YOUR TASK: Lines from the start of the data through the line containing "Could you point at the tiled" must be given again exactly. Leave the others out.
-------- SOURCE MATERIAL
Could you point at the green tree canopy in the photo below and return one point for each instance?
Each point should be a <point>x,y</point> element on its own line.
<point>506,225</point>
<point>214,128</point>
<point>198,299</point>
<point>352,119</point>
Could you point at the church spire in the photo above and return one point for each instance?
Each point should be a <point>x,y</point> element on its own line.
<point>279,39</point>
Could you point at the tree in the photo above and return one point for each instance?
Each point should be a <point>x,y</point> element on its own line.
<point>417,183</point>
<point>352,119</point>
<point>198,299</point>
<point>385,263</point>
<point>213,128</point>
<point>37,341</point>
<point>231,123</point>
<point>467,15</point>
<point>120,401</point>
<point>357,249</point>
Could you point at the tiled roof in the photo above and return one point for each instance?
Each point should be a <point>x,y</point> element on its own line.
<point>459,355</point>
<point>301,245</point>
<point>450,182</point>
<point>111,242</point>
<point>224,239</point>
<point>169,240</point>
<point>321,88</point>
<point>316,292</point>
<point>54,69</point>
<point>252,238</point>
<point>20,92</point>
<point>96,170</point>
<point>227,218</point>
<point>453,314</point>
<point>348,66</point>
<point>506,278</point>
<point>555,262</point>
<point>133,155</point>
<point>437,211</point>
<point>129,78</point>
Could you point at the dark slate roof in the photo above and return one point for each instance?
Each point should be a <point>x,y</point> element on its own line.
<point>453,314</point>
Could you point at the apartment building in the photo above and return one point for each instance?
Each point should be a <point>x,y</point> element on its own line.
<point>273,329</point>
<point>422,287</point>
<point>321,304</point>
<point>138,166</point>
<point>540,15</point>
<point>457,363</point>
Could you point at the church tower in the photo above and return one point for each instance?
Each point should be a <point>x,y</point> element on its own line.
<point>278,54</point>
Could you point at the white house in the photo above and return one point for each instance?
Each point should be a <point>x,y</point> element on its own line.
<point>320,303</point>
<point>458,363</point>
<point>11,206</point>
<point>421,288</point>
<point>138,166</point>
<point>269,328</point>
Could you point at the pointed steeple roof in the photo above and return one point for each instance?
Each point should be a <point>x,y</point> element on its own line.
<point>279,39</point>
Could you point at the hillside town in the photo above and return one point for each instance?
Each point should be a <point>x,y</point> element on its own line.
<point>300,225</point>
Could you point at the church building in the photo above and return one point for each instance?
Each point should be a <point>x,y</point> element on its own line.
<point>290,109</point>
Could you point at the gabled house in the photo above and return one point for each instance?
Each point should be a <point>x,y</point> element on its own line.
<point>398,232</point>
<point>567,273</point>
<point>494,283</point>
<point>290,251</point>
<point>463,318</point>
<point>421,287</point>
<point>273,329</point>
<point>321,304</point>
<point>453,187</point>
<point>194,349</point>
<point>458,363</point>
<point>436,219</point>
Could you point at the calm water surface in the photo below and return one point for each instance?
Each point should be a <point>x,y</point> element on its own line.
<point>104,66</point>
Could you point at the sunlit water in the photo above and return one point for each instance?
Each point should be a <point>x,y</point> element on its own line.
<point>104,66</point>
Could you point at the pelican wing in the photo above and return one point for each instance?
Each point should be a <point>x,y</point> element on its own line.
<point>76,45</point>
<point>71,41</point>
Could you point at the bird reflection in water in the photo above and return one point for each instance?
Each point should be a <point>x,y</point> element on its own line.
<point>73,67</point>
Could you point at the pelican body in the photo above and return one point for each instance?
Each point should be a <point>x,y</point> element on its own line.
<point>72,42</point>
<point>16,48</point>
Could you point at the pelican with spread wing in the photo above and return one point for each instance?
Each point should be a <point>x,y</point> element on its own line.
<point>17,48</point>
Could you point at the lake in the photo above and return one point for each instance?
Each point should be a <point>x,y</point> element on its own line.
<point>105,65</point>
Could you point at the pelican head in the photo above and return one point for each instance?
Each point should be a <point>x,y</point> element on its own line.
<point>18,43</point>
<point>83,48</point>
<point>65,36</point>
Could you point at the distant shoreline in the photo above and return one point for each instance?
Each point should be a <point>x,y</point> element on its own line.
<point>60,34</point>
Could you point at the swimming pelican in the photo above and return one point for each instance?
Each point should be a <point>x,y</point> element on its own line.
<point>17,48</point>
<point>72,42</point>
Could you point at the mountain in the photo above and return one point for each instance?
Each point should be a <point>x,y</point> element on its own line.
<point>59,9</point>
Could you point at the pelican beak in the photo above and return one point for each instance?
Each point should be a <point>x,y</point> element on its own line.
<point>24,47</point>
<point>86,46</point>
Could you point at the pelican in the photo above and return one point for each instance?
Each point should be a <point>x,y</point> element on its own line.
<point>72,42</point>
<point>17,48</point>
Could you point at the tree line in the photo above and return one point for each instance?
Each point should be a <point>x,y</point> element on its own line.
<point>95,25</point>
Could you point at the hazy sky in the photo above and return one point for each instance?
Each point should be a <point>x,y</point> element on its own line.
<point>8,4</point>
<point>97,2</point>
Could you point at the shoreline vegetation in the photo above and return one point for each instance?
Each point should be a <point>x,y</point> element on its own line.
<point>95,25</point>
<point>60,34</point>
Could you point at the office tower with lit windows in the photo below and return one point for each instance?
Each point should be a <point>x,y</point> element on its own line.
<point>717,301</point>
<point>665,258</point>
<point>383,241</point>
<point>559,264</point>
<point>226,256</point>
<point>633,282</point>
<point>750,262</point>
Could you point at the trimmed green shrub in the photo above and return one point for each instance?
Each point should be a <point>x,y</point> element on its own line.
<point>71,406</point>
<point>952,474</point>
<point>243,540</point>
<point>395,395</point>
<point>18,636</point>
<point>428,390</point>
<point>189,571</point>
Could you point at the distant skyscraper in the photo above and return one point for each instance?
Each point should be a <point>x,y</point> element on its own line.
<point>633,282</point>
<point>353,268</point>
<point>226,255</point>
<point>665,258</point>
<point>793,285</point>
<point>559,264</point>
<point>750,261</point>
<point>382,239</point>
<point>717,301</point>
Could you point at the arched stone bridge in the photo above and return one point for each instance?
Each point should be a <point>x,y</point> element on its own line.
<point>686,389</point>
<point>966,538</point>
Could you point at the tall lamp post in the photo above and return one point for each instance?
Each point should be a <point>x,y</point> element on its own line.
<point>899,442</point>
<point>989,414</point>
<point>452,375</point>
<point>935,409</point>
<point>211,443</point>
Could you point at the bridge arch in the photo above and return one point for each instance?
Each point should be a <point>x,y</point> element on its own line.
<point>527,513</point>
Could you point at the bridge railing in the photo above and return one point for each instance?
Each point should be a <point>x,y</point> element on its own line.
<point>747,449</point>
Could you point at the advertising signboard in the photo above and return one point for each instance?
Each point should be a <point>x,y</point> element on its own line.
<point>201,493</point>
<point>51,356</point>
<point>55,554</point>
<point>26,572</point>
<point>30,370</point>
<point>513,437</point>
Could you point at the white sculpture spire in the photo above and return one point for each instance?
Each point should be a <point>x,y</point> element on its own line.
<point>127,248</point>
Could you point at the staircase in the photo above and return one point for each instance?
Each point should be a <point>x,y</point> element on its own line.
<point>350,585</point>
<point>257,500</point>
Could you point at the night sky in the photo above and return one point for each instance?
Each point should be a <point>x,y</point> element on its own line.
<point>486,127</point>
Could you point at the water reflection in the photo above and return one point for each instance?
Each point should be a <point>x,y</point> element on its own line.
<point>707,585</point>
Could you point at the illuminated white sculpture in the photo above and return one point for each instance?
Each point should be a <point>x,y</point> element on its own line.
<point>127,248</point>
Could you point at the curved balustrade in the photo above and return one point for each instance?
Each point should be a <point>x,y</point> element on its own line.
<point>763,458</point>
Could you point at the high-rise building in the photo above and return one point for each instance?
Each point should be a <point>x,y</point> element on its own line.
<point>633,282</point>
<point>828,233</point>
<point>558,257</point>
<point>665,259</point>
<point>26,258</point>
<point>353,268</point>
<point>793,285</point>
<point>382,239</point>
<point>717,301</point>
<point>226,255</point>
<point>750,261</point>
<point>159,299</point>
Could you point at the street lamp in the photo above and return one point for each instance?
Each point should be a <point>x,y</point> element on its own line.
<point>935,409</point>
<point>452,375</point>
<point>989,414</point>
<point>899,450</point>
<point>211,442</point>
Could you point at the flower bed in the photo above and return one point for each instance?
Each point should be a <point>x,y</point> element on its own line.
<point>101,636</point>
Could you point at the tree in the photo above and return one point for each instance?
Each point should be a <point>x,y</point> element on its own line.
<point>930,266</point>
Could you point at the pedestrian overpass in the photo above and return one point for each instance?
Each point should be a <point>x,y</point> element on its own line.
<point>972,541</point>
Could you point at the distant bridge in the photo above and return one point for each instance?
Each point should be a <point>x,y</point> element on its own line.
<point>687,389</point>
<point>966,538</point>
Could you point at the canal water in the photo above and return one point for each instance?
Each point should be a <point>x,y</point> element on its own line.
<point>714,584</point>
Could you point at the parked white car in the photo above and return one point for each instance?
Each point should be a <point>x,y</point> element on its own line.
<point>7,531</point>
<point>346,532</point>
----------------
RESULT OF THE EXERCISE:
Could you point at the green tree canopy in the photo below and return one point for each instance?
Each point should be a <point>x,y</point> element on its own line.
<point>506,225</point>
<point>214,128</point>
<point>198,299</point>
<point>352,119</point>
Could you point at the church spire in the photo above and return one point for each instance?
Each point should be a <point>x,y</point> element on its own line.
<point>279,39</point>
Could you point at the tree in the photo above and return one point for each instance?
Each point should be a <point>x,y</point> element on its own line.
<point>417,183</point>
<point>352,119</point>
<point>198,299</point>
<point>385,263</point>
<point>213,128</point>
<point>37,341</point>
<point>231,123</point>
<point>467,15</point>
<point>120,401</point>
<point>357,249</point>
Could you point at the tiled roof in the photo above and return one point for each instance?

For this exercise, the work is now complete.